*WORK REQUIRED*. Pull out every line of the records that contains the word "plastic", and copy each one.

*DATA FOR PROCESSING*.
━━━━━━━━━━━━━━━━━━━━

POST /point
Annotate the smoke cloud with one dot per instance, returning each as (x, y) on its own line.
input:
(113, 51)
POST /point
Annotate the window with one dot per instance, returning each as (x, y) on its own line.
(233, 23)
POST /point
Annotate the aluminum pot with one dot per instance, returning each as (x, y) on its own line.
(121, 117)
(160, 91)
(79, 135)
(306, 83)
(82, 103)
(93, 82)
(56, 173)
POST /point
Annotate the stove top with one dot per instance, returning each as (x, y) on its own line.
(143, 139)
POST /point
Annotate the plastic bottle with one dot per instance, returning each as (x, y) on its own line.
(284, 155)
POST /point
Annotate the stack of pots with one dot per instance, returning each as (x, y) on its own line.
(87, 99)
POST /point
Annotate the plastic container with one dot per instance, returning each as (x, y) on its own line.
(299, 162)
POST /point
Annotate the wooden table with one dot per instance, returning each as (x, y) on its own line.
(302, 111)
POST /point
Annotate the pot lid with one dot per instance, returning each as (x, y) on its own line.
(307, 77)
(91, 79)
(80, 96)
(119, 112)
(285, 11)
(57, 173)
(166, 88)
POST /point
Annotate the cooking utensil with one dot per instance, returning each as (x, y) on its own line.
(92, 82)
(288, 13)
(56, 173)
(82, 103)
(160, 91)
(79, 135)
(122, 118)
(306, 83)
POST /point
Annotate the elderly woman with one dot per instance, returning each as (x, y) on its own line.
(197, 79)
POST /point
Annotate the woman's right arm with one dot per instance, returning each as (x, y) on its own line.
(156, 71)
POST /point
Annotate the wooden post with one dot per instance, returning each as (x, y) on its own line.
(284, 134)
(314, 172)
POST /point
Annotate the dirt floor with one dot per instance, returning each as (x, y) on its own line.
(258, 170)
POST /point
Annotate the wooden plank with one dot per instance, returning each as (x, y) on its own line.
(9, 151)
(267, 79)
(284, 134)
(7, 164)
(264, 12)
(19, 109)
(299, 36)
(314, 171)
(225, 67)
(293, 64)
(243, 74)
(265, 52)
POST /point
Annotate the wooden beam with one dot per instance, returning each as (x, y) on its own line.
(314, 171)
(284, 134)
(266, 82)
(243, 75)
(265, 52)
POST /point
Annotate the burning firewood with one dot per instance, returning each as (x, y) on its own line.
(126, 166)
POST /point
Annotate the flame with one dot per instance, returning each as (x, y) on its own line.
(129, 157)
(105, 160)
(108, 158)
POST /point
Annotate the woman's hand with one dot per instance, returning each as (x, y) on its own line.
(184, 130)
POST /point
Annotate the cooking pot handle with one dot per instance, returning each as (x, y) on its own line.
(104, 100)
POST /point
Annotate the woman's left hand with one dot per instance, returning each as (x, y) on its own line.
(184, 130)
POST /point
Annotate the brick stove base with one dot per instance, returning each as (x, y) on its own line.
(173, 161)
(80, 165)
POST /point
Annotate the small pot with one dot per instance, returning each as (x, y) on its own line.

━━━━━━━━━━━━━━━━━━━━

*SOLUTION TO THE PROBLEM*.
Annotate the plastic bottle with one dot per instance, returning each as (x, y) on its own line.
Annotate the plastic container with one dot per instance, returning each as (x, y) on its own line.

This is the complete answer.